* Quoted passage:
▼
NASA is sending a nuclear-powered spacecraft to Mars. The mission, called Space Reactor-1 Freedom, is set to launch in December 2028 and will be the first spacecraft ever to leave Earth’s orbit using nuclear-electric propulsion.
The official announcement came during NASA’s Ignition event this week, where agency head Jared Isaacman outlined a series of strategic shifts designed to make deep space missions more viable under current budget constraints. SR-1 Freedom was the centerpiece.
“NASA is committed to achieving the near‑impossible once again, to return to the Moon before the end of President Trump’s term, build a Moon base, establish an enduring presence, and do the other things needed to ensure American leadership in space. This is why it is essential we leave an event like Ignition with complete alignment on the national imperative that is our collective mission. The clock is running in this great‑power competition, and success or failure will be measured in months, not years.”
NASA’s Nuclear Reactor Technology Explained
The spacecraft will carry a 20-plus kilowatt fission reactor fueled by High-Assay Low-Enriched Uranium, encased in a boron carbide radiation shield. Less than 48 hours after launch, the reactor will be switched on, powering ion thrusters through deep space toward Mars. About a year into the journey, the spacecraft will arrive in the vicinity of the red planet.
Aboard SR-1 Freedom are three Skyfall helicopters — Ingenuity-class rotorcraft that will deploy mid-air after atmospheric entry and land themselves on the Martian surface without a sky-crane. Ingenuity itself was designed for five demonstration flights and ended up completing 72 over three years before going silent. NASA appears to be betting the Skyfall design can do similar work at a larger scale, covering terrain no rover can reach.
The nuclear propulsion angle is significant beyond this single mission. NASA has said SR-1 Freedom is explicitly designed to prove the concept and “activate the industrial base” for future fission-powered systems across propulsion, surface power, and long-duration missions. In plain terms: if this works, nuclear becomes a standard option for deep space, not an experimental one.
Traditional Mars spacecraft rely on solar panels, which produce diminishing power as distance from the Sun increases, and chemical propulsion, which requires massive fuel loads. Nuclear-electric propulsion sidesteps both constraints. The reactor generates electricity continuously regardless of solar distance, and ion thrusters — while low-thrust — are far more fuel-efficient than chemical engines over long voyages.
NASA and the Search for Life on Mars
The mission fits into a broader moment of renewed ambition about Mars. The scientific community has been sharpening its focus on where to look for life beyond Earth, with researchers recently publishing a prioritized shortlist of 45 rocky worlds worth targeting. Mars, long considered a candidate for ancient microbial life, remains the most accessible test case — and the Skyfall helicopters will be able to scout terrain that ground-based missions have never touched.
The Ignition event also outlined plans for a lunar base and expanded low Earth orbit operations, but SR-1 Freedom drew the most attention for the technical leap it represents. No spacecraft has ever used nuclear propulsion beyond Earth’s gravitational sphere of influence. The last serious US attempt to develop nuclear propulsion for space, the NERVA program, was cancelled in 1972.
SR-1 Freedom’s December 2028 launch window aligns with a favorable Mars orbital alignment. NASA has not yet disclosed a cost estimate for the mission.
▲
* Assignment A:
In the SR-1 Freedom article, what fuels the spacecraft's fission reactor?
* Assignment B:
Copy out the text of the SR-1 Freedom article word for word, starting at "NASA and the" and ending at "cancelled in 1972.".

* Information given:
▼
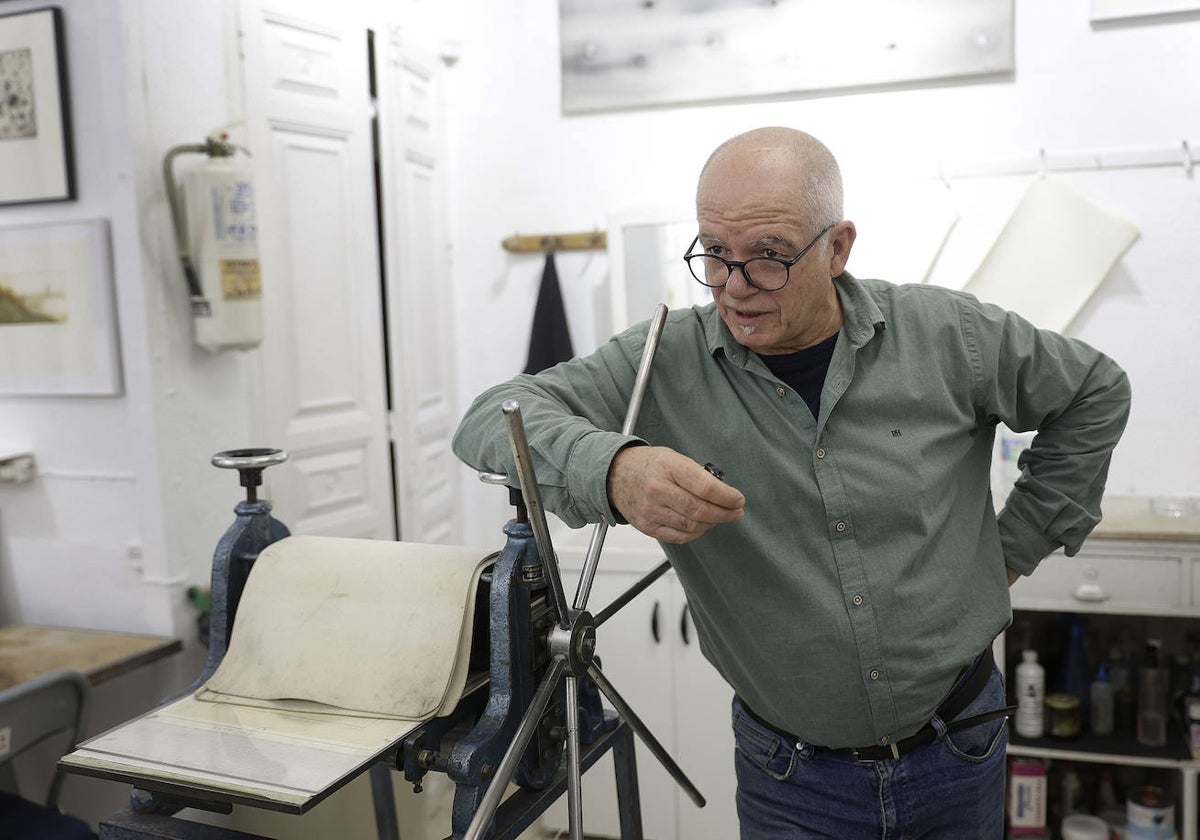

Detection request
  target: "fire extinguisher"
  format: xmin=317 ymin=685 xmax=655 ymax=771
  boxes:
xmin=162 ymin=132 xmax=263 ymax=353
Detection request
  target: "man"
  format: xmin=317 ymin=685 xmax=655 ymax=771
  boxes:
xmin=455 ymin=127 xmax=1129 ymax=840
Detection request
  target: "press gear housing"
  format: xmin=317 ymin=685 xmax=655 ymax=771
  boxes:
xmin=163 ymin=132 xmax=263 ymax=353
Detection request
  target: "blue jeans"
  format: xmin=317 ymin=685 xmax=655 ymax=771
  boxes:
xmin=733 ymin=666 xmax=1008 ymax=840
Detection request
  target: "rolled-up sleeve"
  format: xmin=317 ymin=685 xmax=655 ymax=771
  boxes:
xmin=962 ymin=302 xmax=1130 ymax=575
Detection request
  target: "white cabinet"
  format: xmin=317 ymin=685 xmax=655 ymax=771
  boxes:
xmin=998 ymin=511 xmax=1200 ymax=840
xmin=542 ymin=528 xmax=738 ymax=840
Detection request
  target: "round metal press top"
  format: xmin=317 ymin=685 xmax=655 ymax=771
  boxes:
xmin=212 ymin=449 xmax=288 ymax=469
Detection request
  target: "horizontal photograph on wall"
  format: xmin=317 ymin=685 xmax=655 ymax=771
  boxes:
xmin=1092 ymin=0 xmax=1200 ymax=23
xmin=559 ymin=0 xmax=1014 ymax=113
xmin=0 ymin=220 xmax=121 ymax=396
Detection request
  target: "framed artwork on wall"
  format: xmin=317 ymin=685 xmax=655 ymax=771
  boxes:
xmin=0 ymin=220 xmax=121 ymax=396
xmin=558 ymin=0 xmax=1015 ymax=114
xmin=0 ymin=8 xmax=76 ymax=204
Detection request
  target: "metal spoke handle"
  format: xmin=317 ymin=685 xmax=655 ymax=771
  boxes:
xmin=588 ymin=664 xmax=704 ymax=808
xmin=595 ymin=560 xmax=671 ymax=628
xmin=462 ymin=659 xmax=566 ymax=840
xmin=566 ymin=676 xmax=583 ymax=840
xmin=575 ymin=304 xmax=667 ymax=610
xmin=500 ymin=400 xmax=571 ymax=630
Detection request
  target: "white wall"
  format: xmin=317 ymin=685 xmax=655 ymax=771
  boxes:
xmin=0 ymin=0 xmax=261 ymax=636
xmin=448 ymin=0 xmax=1200 ymax=544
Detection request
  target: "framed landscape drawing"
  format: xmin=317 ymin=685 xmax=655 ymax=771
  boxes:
xmin=0 ymin=8 xmax=76 ymax=204
xmin=0 ymin=220 xmax=121 ymax=395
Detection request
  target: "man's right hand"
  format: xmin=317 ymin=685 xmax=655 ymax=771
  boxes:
xmin=608 ymin=446 xmax=746 ymax=544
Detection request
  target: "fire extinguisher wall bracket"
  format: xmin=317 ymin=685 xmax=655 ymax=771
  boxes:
xmin=162 ymin=134 xmax=263 ymax=352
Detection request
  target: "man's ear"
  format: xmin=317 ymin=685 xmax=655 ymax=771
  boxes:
xmin=827 ymin=221 xmax=858 ymax=277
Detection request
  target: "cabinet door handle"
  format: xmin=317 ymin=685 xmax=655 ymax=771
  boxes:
xmin=1072 ymin=582 xmax=1109 ymax=602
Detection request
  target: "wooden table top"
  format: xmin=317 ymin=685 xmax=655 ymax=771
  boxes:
xmin=0 ymin=624 xmax=184 ymax=689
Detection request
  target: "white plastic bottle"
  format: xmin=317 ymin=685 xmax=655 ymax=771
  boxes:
xmin=1016 ymin=650 xmax=1046 ymax=738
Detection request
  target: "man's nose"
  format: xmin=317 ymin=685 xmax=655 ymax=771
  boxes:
xmin=725 ymin=265 xmax=758 ymax=298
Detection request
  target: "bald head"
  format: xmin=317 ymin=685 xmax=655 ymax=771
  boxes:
xmin=696 ymin=126 xmax=842 ymax=223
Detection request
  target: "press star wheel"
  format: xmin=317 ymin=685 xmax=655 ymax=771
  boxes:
xmin=463 ymin=304 xmax=704 ymax=840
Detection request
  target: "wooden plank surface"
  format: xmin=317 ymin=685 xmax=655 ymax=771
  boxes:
xmin=0 ymin=624 xmax=184 ymax=689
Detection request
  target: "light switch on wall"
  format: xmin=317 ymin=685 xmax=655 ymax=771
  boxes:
xmin=0 ymin=444 xmax=37 ymax=484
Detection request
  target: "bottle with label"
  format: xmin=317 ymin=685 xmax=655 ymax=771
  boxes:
xmin=1092 ymin=662 xmax=1115 ymax=734
xmin=1138 ymin=638 xmax=1170 ymax=746
xmin=1016 ymin=650 xmax=1046 ymax=738
xmin=1109 ymin=646 xmax=1138 ymax=733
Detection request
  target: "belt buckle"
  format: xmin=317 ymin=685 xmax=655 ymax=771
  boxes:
xmin=851 ymin=740 xmax=900 ymax=761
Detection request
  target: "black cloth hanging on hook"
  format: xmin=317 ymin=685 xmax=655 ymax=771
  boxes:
xmin=524 ymin=251 xmax=575 ymax=373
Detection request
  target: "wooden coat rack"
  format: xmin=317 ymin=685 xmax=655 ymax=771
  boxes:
xmin=500 ymin=230 xmax=608 ymax=253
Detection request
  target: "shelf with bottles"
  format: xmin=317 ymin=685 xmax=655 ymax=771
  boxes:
xmin=1008 ymin=756 xmax=1195 ymax=840
xmin=1004 ymin=611 xmax=1200 ymax=766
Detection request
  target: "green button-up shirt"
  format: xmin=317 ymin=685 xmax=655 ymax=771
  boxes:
xmin=454 ymin=274 xmax=1129 ymax=748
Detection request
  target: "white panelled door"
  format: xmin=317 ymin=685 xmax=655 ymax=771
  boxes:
xmin=376 ymin=25 xmax=462 ymax=542
xmin=239 ymin=0 xmax=395 ymax=539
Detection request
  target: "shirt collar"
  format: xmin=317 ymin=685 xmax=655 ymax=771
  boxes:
xmin=704 ymin=271 xmax=887 ymax=365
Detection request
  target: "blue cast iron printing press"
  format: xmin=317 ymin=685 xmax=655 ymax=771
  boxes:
xmin=60 ymin=305 xmax=704 ymax=840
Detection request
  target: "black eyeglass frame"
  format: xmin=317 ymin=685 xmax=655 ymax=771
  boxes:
xmin=683 ymin=222 xmax=838 ymax=292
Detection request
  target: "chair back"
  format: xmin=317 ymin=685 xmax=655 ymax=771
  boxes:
xmin=0 ymin=670 xmax=91 ymax=809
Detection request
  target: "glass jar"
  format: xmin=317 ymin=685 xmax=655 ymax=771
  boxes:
xmin=1046 ymin=694 xmax=1084 ymax=738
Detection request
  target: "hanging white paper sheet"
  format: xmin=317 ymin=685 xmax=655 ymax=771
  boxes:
xmin=965 ymin=178 xmax=1139 ymax=331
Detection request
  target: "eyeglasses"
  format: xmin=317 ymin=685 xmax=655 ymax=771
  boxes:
xmin=683 ymin=222 xmax=836 ymax=292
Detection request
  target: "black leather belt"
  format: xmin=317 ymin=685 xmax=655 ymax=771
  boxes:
xmin=738 ymin=644 xmax=1016 ymax=761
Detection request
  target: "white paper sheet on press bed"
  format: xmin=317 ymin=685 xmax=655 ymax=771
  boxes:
xmin=965 ymin=178 xmax=1139 ymax=331
xmin=197 ymin=536 xmax=488 ymax=720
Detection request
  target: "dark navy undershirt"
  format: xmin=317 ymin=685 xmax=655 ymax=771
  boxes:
xmin=758 ymin=332 xmax=838 ymax=418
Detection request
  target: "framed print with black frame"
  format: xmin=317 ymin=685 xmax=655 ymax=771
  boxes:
xmin=0 ymin=6 xmax=76 ymax=205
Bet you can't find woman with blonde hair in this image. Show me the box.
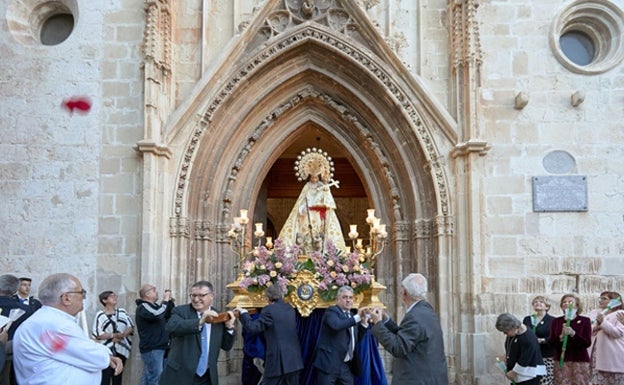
[548,293,591,385]
[591,291,624,385]
[522,295,555,385]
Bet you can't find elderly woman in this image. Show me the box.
[92,290,134,385]
[496,313,546,385]
[548,293,591,385]
[592,291,624,385]
[522,295,555,385]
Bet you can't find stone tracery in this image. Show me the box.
[175,26,449,220]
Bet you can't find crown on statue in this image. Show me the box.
[295,147,334,183]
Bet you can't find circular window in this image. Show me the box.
[40,13,74,45]
[550,0,624,75]
[559,31,596,66]
[7,0,77,45]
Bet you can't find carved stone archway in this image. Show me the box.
[147,1,456,378]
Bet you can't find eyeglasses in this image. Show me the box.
[61,289,87,297]
[189,293,212,299]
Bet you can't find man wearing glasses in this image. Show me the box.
[160,281,236,385]
[135,284,175,385]
[13,273,123,385]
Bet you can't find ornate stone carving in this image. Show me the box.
▲
* Response A:
High-Assay Low-Enriched Uranium.

* Response B:
NASA and the Search for Life on Mars
The mission fits into a broader moment of renewed ambition about Mars. The scientific community has been sharpening its focus on where to look for life beyond Earth, with researchers recently publishing a prioritized shortlist of 45 rocky worlds worth targeting. Mars, long considered a candidate for ancient microbial life, remains the most accessible test case — and the Skyfall helicopters will be able to scout terrain that ground-based missions have never touched.
The Ignition event also outlined plans for a lunar base and expanded low Earth orbit operations, but SR-1 Freedom drew the most attention for the technical leap it represents. No spacecraft has ever used nuclear propulsion beyond Earth’s gravitational sphere of influence. The last serious US attempt to develop nuclear propulsion for space, the NERVA program, was cancelled in 1972.